• What this task involves
Drop every picture and give the entries back exactly.

• The data
■ ■ ■

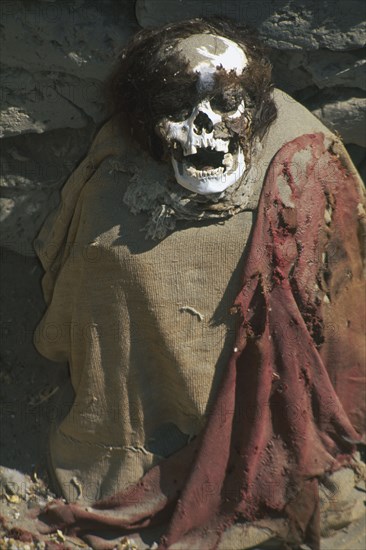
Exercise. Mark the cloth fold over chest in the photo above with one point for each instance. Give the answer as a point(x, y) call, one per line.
point(290, 404)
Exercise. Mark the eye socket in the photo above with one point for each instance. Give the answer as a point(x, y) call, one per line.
point(181, 115)
point(225, 103)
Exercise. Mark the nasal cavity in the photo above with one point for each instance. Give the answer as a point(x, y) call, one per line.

■ ■ ■

• Complete answer
Exercise. Mark the cloth fold over chest in the photo above with one point for each instance. Give the answer as a point(x, y) call, one per line.
point(290, 404)
Exercise. Mark the eye socket in the photo above with one point for each instance. Give the answer as a point(x, y) call, one per line.
point(181, 115)
point(225, 103)
Exercise. Mark the nasal cavity in the photo above with one point for each instance. Give the answer as a point(x, y) call, one per line.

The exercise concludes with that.